━━━ SOURCE MATERIAL

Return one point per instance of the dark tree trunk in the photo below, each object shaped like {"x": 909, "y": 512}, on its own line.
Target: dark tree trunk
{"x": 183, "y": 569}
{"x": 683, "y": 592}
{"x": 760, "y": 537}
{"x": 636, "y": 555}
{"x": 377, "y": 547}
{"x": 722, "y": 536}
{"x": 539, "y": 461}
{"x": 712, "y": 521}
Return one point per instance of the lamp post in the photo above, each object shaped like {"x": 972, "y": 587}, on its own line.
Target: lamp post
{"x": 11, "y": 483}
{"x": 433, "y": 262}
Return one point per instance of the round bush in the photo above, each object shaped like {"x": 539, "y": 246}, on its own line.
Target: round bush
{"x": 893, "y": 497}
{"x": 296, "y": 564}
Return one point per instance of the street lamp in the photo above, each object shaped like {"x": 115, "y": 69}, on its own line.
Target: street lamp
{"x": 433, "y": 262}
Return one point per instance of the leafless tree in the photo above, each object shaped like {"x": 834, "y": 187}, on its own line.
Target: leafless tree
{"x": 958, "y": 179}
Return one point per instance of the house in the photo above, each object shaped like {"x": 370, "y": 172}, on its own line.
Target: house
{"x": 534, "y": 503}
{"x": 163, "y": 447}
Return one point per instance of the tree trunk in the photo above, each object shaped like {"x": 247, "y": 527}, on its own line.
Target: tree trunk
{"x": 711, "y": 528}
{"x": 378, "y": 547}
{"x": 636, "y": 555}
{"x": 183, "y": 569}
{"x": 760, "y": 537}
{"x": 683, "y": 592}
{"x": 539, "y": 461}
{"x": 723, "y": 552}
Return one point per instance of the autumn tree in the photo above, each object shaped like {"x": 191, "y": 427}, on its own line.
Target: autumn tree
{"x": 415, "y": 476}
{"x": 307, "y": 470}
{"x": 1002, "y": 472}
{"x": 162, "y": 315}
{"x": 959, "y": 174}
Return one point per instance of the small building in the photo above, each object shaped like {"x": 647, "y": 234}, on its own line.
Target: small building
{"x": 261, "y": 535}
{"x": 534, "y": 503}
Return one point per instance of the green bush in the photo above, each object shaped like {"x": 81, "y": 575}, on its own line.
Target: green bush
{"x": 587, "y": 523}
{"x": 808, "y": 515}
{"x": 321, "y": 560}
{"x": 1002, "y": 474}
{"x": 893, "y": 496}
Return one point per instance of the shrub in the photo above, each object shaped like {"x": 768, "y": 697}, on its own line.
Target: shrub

━━━━━━

=== WORK TO BE COMPLETED ===
Give back every line of the data exactly.

=== REPLY ===
Return one point per instance of the dark tree trunk in the photo below, each object shaped like {"x": 909, "y": 512}, on its own line.
Target: dark tree trunk
{"x": 183, "y": 569}
{"x": 683, "y": 592}
{"x": 760, "y": 537}
{"x": 636, "y": 555}
{"x": 377, "y": 547}
{"x": 722, "y": 536}
{"x": 539, "y": 461}
{"x": 712, "y": 521}
Return one point per instance of the lamp post in the photo above, each object shaped like {"x": 972, "y": 587}, on its own line.
Target: lamp post
{"x": 11, "y": 483}
{"x": 433, "y": 262}
Return one point per instance of the round bush in the photo above, each object shaped like {"x": 539, "y": 246}, on its own line.
Target: round bush
{"x": 893, "y": 497}
{"x": 296, "y": 564}
Return one point per instance of the street lamp in the photo above, each object shaped like {"x": 115, "y": 69}, on its own line.
Target: street lamp
{"x": 433, "y": 262}
Return one point per instance of the leafless tree in the photo above, each object shaped like {"x": 834, "y": 187}, on its own line.
Target: leafless tree
{"x": 958, "y": 179}
Return one point per instance of the house in the photo above, each object shaped like {"x": 370, "y": 172}, on its own line.
Target: house
{"x": 534, "y": 503}
{"x": 163, "y": 447}
Return one point per instance of the tree trunk in the photo above, each object shaped like {"x": 247, "y": 527}, on its own line.
Target: tree trunk
{"x": 711, "y": 528}
{"x": 378, "y": 547}
{"x": 636, "y": 555}
{"x": 183, "y": 569}
{"x": 760, "y": 537}
{"x": 683, "y": 592}
{"x": 539, "y": 461}
{"x": 723, "y": 552}
Return one point per instance of the autumn tree in the photo above, each object shaped like {"x": 191, "y": 427}, on its own line.
Target: autumn tree
{"x": 415, "y": 476}
{"x": 307, "y": 470}
{"x": 1002, "y": 472}
{"x": 162, "y": 315}
{"x": 959, "y": 174}
Return one point per instance of the small building in the photo above, each object shaped like {"x": 647, "y": 234}, on its own line.
Target: small building
{"x": 261, "y": 535}
{"x": 534, "y": 503}
Return one point per instance of the green bush in the photo above, each object shaped like {"x": 81, "y": 575}, on its own line.
Target: green bush
{"x": 587, "y": 523}
{"x": 808, "y": 515}
{"x": 321, "y": 560}
{"x": 1002, "y": 474}
{"x": 893, "y": 496}
Return one point per instance of the shrub in the photo above, each object shaped like {"x": 768, "y": 697}, on its own line.
Target: shrub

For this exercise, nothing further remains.